### The data

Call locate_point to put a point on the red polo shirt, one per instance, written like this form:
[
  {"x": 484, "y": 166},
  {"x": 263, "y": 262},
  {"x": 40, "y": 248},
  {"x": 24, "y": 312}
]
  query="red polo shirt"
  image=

### What you need to do
Everything in the records should be written out again exactly.

### Response to this task
Call locate_point to put a point on the red polo shirt, one per instance, written like this form:
[
  {"x": 484, "y": 166},
  {"x": 263, "y": 262},
  {"x": 40, "y": 248},
  {"x": 24, "y": 312}
]
  query="red polo shirt"
  image=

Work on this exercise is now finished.